◆ **Description of the task**:
Word for word, reproduce each entry.
*** Opening Study material ***
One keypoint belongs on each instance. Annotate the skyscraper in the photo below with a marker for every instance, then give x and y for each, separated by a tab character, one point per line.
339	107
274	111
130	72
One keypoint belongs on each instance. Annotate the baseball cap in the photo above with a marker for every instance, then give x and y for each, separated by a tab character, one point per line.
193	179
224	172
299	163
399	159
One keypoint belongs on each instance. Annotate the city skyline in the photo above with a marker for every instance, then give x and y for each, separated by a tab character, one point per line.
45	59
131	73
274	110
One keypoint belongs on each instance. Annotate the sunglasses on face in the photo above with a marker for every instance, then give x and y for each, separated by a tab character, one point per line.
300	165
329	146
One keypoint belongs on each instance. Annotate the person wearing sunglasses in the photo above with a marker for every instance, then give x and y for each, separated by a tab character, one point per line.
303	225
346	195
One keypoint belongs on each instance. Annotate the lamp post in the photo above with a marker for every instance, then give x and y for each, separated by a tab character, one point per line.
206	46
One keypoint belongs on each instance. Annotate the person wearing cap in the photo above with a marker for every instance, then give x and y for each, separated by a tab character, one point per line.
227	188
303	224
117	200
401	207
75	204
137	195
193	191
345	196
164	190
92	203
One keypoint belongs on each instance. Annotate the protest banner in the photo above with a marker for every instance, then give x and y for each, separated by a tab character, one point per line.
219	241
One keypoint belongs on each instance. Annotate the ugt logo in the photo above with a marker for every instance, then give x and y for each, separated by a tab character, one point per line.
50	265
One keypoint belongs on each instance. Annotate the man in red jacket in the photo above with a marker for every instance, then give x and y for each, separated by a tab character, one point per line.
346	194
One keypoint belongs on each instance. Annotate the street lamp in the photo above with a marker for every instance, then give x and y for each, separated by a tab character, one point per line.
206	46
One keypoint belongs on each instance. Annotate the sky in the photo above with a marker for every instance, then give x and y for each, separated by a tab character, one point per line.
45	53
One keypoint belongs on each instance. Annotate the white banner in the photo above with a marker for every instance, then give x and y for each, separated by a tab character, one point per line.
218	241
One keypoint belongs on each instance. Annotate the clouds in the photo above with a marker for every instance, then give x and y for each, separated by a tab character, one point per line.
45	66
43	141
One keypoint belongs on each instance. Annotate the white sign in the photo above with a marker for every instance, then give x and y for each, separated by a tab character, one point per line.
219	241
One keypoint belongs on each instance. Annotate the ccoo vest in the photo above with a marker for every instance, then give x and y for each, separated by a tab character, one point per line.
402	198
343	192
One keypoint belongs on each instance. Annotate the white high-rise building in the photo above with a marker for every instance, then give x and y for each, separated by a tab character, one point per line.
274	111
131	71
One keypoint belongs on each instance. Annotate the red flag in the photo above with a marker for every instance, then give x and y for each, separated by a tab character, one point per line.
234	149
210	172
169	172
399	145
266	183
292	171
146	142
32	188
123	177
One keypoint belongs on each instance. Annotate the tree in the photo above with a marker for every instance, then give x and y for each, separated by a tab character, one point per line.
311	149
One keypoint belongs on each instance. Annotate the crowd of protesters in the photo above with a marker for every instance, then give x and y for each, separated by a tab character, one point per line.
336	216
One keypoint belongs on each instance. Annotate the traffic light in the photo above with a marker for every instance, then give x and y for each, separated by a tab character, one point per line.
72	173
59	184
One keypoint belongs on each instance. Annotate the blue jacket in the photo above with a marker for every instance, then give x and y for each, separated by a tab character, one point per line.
*** Closing Study material ***
◆ **Answer to the problem**:
One keypoint belongs on each instance. Annotate the skyscraper in the photo below with a marker for every instance, then give x and y for each, separated by a tab character, one point per line.
339	107
274	111
130	72
One keypoint belongs on each instance. Annotate the baseball cap in the photo above with a marker for every instance, then give x and y for each, separated by a tab character, one point per line.
193	179
224	172
299	163
399	159
One keypoint belongs on each instance. Annotate the city skyline in the photo above with a marker for every instance, then give x and y for each, separated by a tab character, one point per line.
45	59
131	73
274	110
One keypoint belongs on each instance. Annotate the sunglasses on face in the photo above with a marker for every instance, then give x and y for each, separated by a tab character, one point per line.
300	165
329	146
One keypoint belongs on each instance. Annotate the person wearing sunglasses in the photo above with a marker for every instance, then give x and y for each, separated by a tab character, one point per line.
303	225
346	195
One keypoint belongs on each instance. Annotate the lamp post in the photo above with a marker for every instance, then give x and y for each, separated by a tab character, one point per line.
206	46
One keypoint belongs on each instance. Annotate the person wearing cap in the photo above with a marker for every instance, then give x and y for each, separated by a tab character, one point per line.
227	188
303	224
117	200
401	207
75	204
137	195
193	191
345	196
164	190
92	203
One keypoint belongs on each instance. Annotate the protest banner in the photo above with a marker for every instance, then give x and y for each, separated by a tab character, one point per line.
219	241
One keypoint belongs on each instance. Annotate the ugt logo in the photo above with a marker for every instance, then give x and y for each, separated by a tab character, one point per line.
50	265
One keypoint belongs on each instance. Annotate the man in red jacket in the photo above with a marker for every instance, then give x and y for each, separated by a tab character, one point per line.
346	194
One keypoint belongs on each instance. Annotate the street lamp in the photo above with a marker for every instance, then give x and y for each, separated by a tab character, one point per line.
206	46
One keypoint belongs on each instance. Annotate the sky in the photo above with a marker for every instance, then give x and y for each, separated by a tab character, one point per line.
45	53
One keypoint belongs on each instance. Annotate the white banner in the photo above with a marker for every instance, then give x and y for each, separated by a tab character, one point per line.
218	241
One keypoint belongs on each instance. Annotate the clouds in the photo above with a marker for every instance, then give x and y for each, separated by a tab character, one point per line.
45	66
43	141
One keypoint belongs on each instance. Annotate the white sign in the photo above with a marker for every instance, then give x and y for each, separated by a tab character, one point per line.
219	241
One keypoint belongs on each instance. Annotate the ccoo vest in the photo above with a marker for every instance, then give x and y for each, separated by a tab character, one point per line.
402	198
343	192
One keypoint belongs on each instance. Annotate the white high-rise building in the photo above with a marker for every instance, then give x and y for each, separated by a tab character, one point per line.
274	111
131	71
One keypoint belongs on each instance. Annotate the red flag in the photo above with a marker for every instance, then give x and y for each, separated by a tab character, one point per line.
234	149
210	172
169	172
399	145
266	183
292	171
146	142
32	188
123	177
One keypoint belongs on each instance. Annotate the tree in the photo above with a marker for every instance, then give x and y for each, separated by a tab character, one point per line.
311	149
One keypoint belongs on each instance. Annotate the crowd of protesters in the photo above with a marker for every instance, then give x and y for each, separated by a tab character, one point per line.
336	216
One keypoint belongs on each instance. Annotate the traffic light in the photo above with a marker for every instance, then give x and y for each, separated by a tab character, one point per line.
72	173
59	184
One keypoint belongs on each instance. Annotate the blue jacket in the photo above with a marker for every instance, then give x and y for each, separated by a tab character, one point per line.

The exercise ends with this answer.